Dataset content —
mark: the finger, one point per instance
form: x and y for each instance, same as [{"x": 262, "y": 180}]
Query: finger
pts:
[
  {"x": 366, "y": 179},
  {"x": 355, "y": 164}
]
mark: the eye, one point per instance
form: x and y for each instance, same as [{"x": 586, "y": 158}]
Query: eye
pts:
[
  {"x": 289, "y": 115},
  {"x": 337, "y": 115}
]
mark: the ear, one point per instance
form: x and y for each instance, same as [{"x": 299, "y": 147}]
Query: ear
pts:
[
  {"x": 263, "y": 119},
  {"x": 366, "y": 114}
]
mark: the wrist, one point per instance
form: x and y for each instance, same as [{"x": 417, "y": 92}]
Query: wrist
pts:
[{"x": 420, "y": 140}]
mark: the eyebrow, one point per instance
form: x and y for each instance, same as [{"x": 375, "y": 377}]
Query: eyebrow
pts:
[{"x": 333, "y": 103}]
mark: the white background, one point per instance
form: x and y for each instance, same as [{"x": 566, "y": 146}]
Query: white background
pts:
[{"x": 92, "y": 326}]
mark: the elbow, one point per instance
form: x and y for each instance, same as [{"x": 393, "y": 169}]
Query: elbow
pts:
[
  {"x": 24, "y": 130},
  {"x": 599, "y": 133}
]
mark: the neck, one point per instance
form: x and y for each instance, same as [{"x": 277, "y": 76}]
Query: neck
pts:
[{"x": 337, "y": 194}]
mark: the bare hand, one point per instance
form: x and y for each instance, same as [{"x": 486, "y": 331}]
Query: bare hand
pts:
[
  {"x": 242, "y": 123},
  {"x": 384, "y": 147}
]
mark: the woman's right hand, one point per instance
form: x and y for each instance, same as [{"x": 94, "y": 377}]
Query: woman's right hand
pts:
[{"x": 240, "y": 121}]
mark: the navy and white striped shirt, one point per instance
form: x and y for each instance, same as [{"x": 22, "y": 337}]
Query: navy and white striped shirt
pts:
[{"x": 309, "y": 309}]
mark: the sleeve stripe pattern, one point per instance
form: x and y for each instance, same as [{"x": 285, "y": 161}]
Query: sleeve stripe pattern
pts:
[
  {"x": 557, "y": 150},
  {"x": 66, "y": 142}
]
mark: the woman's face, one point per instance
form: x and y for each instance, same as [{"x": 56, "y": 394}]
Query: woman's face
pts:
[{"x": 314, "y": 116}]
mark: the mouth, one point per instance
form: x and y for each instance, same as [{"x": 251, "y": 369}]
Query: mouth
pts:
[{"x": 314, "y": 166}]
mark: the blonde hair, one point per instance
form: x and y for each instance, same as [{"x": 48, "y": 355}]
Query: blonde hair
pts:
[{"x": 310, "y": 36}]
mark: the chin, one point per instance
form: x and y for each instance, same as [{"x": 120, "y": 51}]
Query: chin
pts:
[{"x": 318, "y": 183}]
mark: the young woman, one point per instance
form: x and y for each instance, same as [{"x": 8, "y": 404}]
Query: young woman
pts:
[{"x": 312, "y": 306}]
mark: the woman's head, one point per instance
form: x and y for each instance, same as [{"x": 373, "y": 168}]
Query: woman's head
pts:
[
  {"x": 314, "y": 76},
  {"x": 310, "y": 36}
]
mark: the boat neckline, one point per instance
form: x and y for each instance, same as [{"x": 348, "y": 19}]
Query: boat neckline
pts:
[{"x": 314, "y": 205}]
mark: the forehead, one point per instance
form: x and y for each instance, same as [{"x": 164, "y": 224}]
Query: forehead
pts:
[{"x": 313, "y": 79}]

Exercise —
The expected answer is a copy of each line in the records that holds the word "eyebrow".

Task solution —
mark: the eyebrow, one point per instance
Query: eyebrow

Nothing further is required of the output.